:: ACTIVITY ::
Leaving out the pictures, return word for word the stretch of entries below from the line holding "like [[72, 114]]." through the line holding "like [[680, 271]].".

:: EXTRACTED MATERIAL ::
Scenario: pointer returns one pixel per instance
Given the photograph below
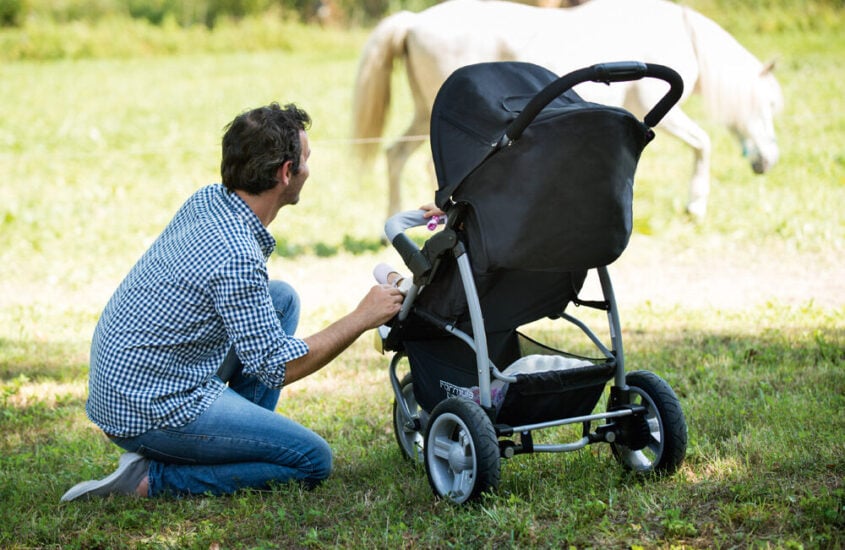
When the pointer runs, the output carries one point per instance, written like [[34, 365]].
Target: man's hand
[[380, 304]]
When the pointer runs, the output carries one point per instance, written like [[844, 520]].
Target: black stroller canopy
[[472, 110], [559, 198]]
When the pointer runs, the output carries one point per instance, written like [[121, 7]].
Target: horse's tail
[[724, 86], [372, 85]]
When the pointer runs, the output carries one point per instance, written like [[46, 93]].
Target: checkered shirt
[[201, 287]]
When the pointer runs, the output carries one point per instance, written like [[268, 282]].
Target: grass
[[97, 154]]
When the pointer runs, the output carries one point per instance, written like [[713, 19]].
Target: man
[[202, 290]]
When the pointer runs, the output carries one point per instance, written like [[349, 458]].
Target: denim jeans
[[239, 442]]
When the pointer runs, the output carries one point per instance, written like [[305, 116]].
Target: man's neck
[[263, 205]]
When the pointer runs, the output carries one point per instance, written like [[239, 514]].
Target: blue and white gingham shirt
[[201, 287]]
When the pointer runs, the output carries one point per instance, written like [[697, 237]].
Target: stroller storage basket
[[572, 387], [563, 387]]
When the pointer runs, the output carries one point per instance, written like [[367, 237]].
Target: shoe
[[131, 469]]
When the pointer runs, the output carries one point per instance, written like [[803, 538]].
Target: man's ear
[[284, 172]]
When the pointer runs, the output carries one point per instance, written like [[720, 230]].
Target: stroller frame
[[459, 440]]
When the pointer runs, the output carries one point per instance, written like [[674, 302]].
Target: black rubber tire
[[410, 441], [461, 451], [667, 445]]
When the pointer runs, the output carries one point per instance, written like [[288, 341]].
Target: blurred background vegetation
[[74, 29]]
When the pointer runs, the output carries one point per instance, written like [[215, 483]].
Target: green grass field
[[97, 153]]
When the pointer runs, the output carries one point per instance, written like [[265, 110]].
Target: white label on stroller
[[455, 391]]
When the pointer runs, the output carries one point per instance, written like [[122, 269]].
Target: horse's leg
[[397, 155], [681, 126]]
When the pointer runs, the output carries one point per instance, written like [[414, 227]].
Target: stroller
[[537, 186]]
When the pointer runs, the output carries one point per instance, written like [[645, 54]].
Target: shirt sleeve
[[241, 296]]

* * *

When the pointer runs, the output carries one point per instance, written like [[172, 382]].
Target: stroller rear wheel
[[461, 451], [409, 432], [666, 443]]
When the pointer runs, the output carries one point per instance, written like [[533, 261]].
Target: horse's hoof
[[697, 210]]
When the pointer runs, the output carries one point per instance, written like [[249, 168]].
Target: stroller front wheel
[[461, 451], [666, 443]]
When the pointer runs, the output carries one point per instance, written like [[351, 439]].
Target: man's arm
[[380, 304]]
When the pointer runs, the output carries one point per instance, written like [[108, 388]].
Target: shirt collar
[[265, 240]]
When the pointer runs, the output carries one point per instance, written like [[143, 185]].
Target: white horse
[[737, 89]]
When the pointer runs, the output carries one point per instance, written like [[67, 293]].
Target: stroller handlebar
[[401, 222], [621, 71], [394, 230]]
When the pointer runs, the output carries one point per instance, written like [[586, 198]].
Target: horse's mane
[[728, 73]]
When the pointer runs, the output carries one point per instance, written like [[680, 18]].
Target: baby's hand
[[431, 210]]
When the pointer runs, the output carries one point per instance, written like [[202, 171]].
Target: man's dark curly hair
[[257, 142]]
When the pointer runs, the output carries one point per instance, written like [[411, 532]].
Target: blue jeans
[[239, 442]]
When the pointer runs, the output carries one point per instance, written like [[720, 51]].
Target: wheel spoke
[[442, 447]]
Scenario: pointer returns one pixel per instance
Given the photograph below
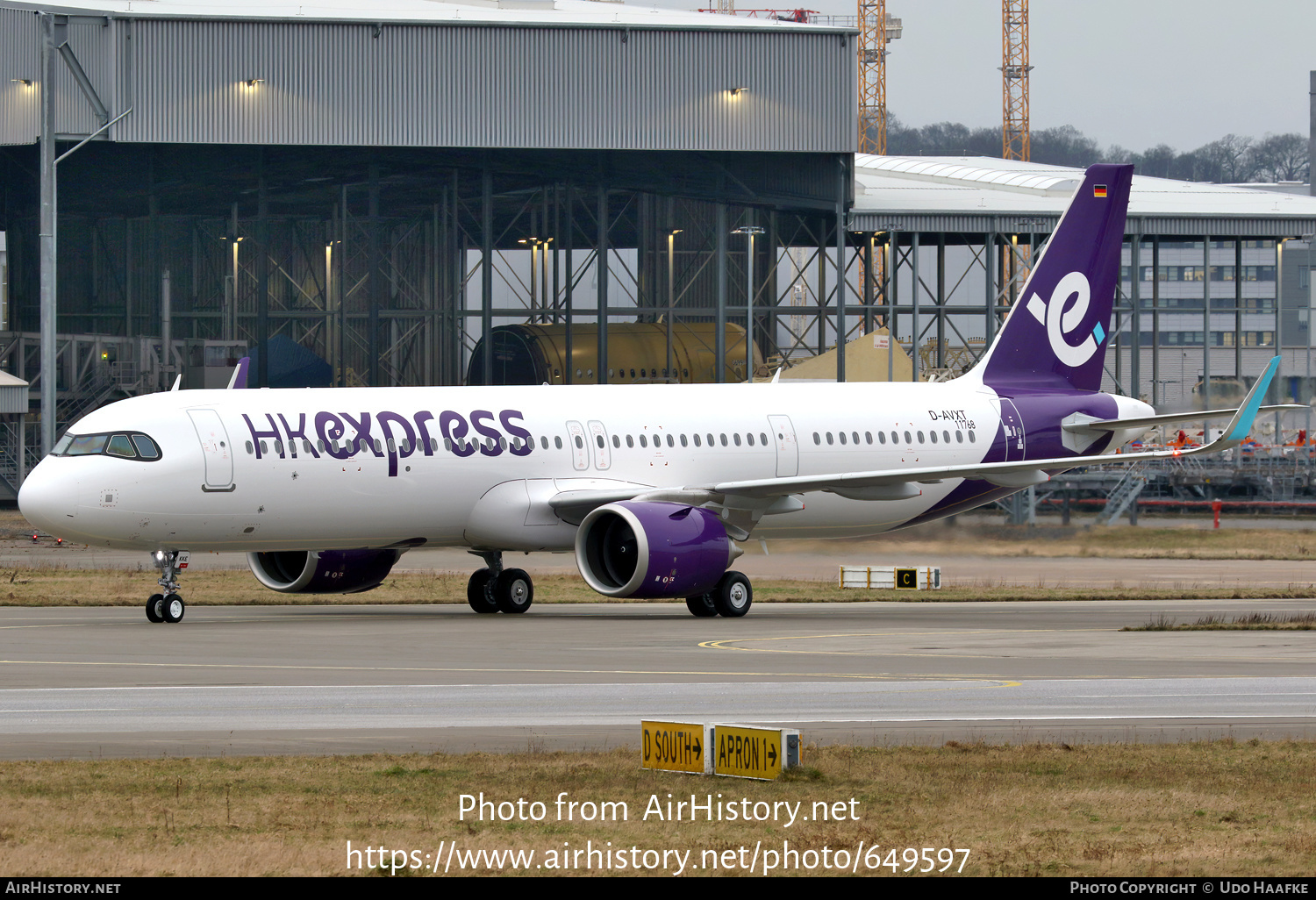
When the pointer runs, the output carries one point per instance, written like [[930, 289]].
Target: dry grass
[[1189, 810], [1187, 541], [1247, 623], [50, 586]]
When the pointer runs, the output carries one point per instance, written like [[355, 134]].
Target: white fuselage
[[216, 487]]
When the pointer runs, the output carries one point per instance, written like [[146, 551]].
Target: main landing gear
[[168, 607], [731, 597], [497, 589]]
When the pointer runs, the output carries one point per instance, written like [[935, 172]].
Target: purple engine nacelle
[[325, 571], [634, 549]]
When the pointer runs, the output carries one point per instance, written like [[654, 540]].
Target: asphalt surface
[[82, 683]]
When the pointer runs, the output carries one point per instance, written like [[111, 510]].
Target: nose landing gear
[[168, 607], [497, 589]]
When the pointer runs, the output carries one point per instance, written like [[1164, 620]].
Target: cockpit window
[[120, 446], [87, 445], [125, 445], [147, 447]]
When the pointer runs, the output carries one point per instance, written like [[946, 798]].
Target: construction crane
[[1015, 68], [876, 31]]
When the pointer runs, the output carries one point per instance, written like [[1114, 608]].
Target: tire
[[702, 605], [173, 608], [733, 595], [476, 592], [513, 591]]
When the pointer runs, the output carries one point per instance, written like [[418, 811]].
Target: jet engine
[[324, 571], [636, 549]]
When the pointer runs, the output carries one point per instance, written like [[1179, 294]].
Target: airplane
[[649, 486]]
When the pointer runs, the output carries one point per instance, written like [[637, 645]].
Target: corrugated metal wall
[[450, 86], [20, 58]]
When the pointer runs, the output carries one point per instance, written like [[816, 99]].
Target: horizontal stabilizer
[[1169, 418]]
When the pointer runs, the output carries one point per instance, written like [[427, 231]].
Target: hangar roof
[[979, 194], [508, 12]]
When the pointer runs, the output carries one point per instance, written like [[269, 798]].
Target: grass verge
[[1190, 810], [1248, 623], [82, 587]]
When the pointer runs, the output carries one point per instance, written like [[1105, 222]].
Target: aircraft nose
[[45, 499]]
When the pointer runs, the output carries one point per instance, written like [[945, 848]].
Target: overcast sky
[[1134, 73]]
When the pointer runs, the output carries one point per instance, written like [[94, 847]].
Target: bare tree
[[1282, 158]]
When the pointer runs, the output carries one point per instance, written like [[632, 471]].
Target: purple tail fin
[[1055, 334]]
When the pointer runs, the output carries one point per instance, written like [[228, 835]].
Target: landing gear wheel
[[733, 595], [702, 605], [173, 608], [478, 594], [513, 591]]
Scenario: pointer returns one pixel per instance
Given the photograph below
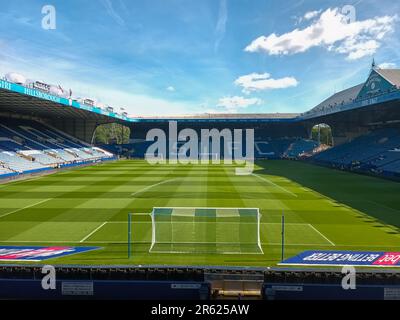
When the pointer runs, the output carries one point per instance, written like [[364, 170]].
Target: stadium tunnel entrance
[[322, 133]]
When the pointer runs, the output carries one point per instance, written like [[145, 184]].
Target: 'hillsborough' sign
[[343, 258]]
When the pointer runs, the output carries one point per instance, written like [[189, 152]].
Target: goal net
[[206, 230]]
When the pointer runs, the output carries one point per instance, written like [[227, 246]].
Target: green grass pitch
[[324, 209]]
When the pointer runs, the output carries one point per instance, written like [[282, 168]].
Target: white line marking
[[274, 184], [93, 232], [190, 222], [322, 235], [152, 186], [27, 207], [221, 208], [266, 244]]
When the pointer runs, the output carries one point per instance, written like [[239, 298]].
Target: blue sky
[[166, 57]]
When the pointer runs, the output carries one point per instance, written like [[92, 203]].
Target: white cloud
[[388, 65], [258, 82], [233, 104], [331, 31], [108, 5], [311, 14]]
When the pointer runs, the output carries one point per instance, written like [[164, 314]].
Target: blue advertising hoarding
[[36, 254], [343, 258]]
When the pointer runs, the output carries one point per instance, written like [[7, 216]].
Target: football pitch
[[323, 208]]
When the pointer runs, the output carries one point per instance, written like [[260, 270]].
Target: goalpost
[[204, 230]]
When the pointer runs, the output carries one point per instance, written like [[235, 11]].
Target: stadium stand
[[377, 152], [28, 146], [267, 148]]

--

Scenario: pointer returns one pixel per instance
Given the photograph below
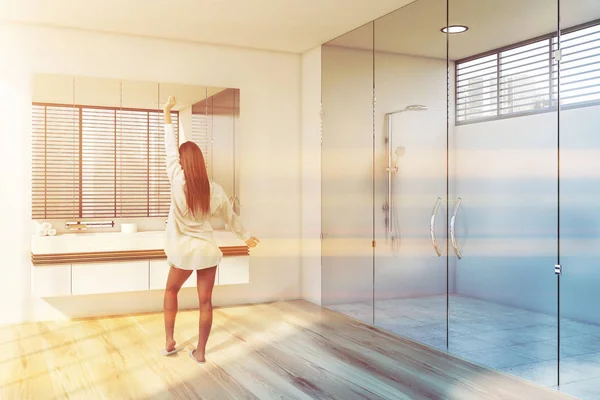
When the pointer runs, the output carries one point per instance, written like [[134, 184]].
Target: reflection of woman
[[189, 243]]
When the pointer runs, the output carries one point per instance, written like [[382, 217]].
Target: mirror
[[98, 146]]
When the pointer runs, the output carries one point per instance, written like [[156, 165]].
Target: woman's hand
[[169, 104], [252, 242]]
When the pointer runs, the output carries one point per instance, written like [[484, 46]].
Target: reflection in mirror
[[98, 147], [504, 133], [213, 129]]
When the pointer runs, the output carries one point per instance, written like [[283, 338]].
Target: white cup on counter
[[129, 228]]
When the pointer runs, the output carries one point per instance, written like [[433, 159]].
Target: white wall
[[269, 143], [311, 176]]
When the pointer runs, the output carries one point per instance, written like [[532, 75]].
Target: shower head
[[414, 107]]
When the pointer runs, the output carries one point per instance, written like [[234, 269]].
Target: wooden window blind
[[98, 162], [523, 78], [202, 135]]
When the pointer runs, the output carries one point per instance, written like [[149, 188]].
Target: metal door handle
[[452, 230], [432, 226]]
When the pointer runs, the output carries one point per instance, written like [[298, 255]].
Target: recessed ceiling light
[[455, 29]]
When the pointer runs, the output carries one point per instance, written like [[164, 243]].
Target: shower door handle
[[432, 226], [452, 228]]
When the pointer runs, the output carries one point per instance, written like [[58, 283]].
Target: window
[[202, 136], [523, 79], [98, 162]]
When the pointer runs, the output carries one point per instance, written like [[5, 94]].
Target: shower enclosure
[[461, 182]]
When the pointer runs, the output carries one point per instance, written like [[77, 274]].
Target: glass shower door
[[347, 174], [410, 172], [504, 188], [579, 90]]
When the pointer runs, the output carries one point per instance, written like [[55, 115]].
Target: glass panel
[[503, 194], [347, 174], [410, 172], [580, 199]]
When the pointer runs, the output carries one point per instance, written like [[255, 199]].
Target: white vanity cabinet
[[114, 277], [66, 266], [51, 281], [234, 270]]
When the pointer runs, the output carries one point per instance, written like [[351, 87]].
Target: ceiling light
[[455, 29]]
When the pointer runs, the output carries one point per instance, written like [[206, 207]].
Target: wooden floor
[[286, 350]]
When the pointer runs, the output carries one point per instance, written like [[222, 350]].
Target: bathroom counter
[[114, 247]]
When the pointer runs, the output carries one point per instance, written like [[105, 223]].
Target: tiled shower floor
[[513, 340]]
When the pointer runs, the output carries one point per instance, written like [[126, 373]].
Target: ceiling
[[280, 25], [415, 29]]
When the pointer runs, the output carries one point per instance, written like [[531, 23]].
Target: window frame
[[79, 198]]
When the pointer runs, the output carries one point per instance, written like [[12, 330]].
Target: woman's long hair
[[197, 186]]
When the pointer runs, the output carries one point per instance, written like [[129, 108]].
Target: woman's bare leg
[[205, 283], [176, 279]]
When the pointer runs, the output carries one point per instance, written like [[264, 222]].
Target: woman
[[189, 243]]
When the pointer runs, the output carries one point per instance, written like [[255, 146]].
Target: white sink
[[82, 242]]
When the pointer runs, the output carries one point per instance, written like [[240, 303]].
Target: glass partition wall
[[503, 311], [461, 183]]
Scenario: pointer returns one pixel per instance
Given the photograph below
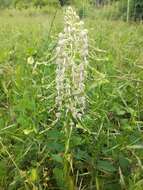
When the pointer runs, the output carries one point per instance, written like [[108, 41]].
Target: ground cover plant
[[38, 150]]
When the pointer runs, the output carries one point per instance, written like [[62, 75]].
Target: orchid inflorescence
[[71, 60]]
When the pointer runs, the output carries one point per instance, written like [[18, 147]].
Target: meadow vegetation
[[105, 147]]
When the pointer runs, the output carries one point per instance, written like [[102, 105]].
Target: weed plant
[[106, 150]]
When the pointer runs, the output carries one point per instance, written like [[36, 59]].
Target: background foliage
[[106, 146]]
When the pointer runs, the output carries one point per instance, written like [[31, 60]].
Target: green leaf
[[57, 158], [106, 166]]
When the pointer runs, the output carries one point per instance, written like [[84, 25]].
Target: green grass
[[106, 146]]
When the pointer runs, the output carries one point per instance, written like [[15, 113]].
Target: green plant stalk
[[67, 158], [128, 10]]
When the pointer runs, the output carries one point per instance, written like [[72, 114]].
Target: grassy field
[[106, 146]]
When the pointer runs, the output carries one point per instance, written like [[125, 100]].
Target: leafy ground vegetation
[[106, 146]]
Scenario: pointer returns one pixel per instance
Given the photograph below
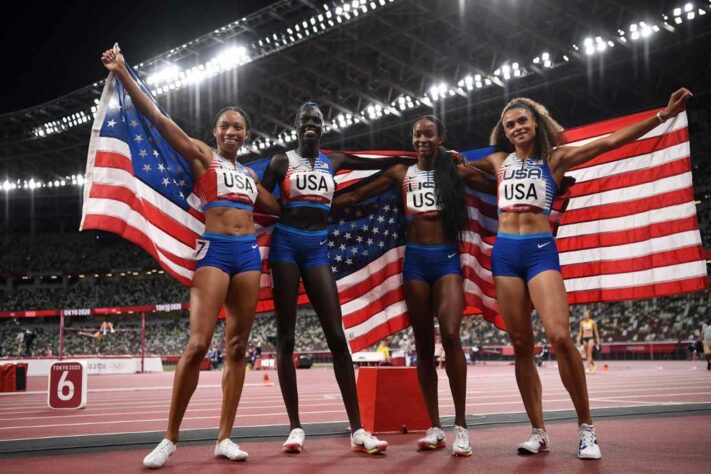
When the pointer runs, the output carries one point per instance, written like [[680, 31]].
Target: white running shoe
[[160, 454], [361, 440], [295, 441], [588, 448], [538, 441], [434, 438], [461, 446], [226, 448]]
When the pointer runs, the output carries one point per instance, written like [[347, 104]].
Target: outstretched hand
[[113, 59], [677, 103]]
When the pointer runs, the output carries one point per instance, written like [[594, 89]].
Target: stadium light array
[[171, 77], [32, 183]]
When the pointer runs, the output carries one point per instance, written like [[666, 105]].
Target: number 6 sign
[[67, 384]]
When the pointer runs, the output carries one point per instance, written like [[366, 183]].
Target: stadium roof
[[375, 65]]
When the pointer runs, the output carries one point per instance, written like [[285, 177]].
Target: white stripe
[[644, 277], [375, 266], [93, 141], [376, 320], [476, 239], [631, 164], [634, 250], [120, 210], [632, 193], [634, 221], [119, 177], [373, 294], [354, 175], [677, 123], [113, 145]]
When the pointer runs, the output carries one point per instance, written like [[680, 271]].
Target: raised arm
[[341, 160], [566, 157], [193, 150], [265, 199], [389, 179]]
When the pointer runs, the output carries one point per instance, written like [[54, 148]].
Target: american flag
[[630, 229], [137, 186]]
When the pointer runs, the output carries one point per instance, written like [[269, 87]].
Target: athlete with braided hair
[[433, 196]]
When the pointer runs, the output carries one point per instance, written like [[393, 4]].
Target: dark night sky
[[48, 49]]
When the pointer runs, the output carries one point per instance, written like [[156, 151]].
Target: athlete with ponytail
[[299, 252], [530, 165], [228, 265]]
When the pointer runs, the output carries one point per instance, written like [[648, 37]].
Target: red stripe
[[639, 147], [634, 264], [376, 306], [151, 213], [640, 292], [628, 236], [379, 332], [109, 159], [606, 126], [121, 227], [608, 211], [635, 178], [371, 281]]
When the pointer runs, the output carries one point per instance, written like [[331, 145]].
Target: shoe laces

:: ANSWER SPACE ::
When the pointer runs, the output carries one point per instance, written like [[72, 114]].
Target: grassy field
[[106, 146]]
When the pointer runs, the output carries one point per instance, written like [[125, 100]].
Target: leafy ground vegetation
[[106, 146]]
Scenario: pointer returns one pixel per instance
Given the photograph below
When the pointer runs, the output carries one point per instance, written like [[680, 31]].
Target: white running shoe
[[160, 454], [361, 440], [295, 441], [588, 448], [538, 441], [434, 438], [461, 446], [226, 448]]
When the pointer runs, the output carries one point per instance, written like [[347, 104]].
Target: outstretched hand
[[113, 59], [677, 103]]
When the pointer runs, the output carries one point per instance, written like [[594, 89]].
Target: stadium light array
[[171, 77], [32, 183]]
When the pointer runs, the output carries one point per instance, written like [[666, 105]].
Target: number 6 sign
[[67, 384]]
When the pointer runs, the output carries one point per instance, written like [[366, 183]].
Target: stadium roof
[[375, 65]]
When the pointer runs, the output carries one point per instance, written like [[285, 177]].
Target: white stripe
[[644, 277], [375, 266], [93, 141], [376, 320], [476, 239], [631, 164], [634, 250], [120, 210], [632, 193], [634, 221], [119, 177], [373, 294], [354, 175], [677, 123], [113, 145]]
When the pointer runs, the output carries one point per instance, written like [[680, 271]].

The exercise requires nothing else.